Data section |
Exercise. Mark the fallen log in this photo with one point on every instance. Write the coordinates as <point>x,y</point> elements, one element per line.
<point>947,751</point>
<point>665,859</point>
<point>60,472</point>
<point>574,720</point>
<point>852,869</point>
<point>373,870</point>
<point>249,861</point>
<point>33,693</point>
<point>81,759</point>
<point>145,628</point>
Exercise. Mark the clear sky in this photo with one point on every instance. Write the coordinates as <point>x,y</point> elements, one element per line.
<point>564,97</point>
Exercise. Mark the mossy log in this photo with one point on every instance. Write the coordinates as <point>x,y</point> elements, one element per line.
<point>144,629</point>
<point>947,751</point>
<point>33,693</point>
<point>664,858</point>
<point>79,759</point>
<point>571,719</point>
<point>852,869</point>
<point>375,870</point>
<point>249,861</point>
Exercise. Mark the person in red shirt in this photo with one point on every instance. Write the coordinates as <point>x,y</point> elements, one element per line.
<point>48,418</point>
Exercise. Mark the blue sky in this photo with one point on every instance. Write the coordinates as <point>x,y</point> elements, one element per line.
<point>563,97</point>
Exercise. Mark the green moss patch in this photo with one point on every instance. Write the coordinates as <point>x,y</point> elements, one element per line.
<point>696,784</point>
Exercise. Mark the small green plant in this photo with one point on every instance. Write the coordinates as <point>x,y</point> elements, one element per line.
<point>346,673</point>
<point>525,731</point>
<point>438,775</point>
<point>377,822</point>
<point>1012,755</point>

* * *

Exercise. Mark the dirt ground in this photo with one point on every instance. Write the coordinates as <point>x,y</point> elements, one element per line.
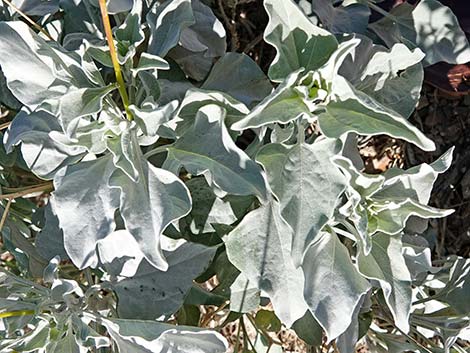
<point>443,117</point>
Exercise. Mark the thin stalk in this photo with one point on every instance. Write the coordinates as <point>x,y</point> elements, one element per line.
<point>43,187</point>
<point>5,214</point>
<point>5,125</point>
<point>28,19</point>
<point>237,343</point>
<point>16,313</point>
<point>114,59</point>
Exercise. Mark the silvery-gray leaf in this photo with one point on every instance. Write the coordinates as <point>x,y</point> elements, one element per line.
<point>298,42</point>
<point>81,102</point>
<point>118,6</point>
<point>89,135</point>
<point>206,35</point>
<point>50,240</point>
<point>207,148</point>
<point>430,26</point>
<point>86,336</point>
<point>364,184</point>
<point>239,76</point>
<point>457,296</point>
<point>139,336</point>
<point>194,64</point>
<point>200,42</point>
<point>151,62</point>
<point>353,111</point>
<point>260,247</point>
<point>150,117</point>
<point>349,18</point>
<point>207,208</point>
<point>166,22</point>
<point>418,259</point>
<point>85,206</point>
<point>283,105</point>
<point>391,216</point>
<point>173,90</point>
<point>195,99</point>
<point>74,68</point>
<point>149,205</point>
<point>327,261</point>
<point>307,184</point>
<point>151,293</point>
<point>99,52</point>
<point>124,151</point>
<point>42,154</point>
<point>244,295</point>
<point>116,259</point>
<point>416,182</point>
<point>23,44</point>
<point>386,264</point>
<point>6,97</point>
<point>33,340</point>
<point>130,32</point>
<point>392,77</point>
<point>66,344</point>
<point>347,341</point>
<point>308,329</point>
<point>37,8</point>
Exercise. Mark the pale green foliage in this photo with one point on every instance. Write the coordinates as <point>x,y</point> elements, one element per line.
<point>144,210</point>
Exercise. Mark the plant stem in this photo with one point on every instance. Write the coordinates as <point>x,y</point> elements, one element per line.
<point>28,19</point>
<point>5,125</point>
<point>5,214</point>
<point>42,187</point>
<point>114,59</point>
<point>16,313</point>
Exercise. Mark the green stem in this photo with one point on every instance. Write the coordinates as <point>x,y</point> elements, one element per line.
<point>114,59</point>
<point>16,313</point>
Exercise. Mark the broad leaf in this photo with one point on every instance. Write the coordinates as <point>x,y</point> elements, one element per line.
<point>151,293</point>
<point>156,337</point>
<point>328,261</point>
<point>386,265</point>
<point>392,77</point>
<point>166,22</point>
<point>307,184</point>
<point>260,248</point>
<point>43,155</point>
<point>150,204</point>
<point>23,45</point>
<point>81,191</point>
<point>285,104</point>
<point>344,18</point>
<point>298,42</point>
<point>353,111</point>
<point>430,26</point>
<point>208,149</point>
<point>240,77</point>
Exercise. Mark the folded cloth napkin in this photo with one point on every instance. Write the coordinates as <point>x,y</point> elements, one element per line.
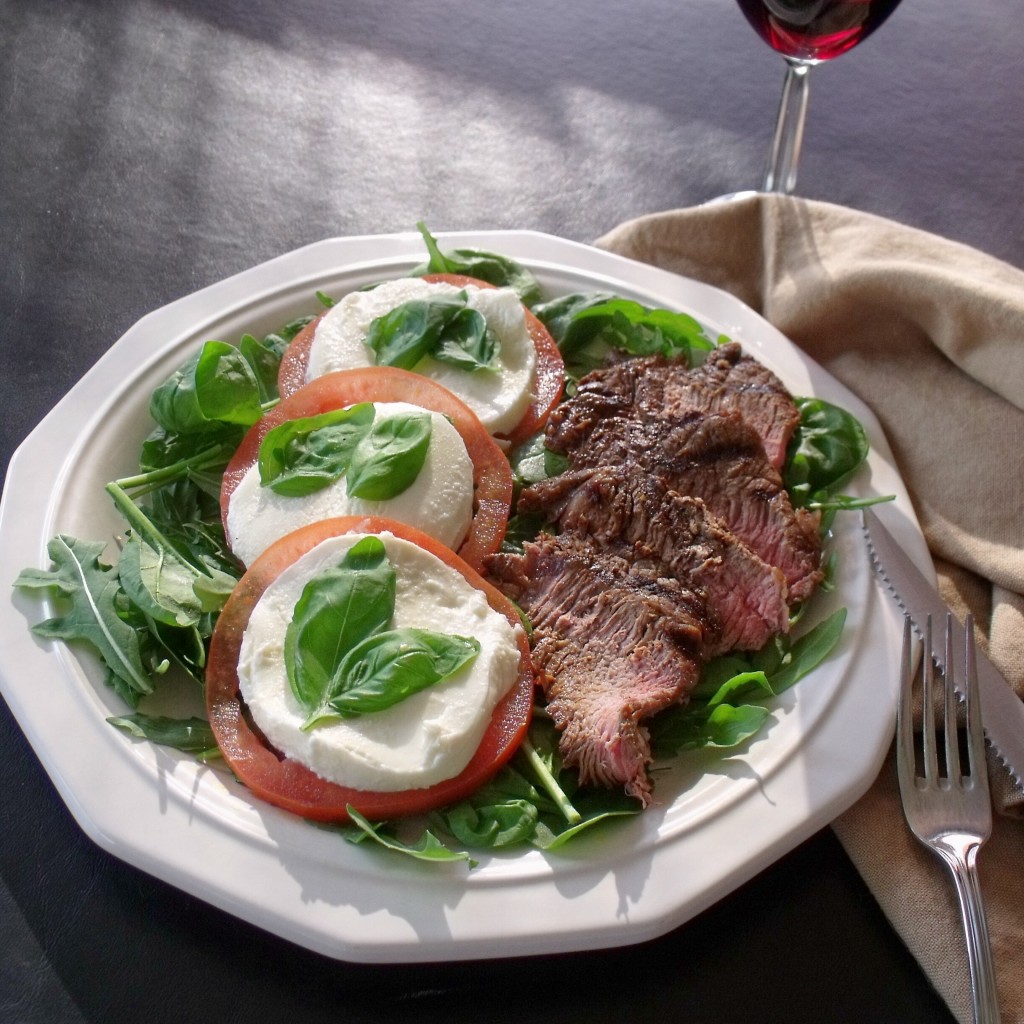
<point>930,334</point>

Goal | Return every line of the listing above that contains the word "leaf", with case counting.

Result for this task |
Exercise. Mark the silvery-gray leaf in this photo with one point on every instance. Write the coordinates as <point>x,y</point> elements, one element per line.
Exercise. Mark the broad leaf in this photo with one point on every instance. Write the coordinates as <point>x,y</point> elements, one element per line.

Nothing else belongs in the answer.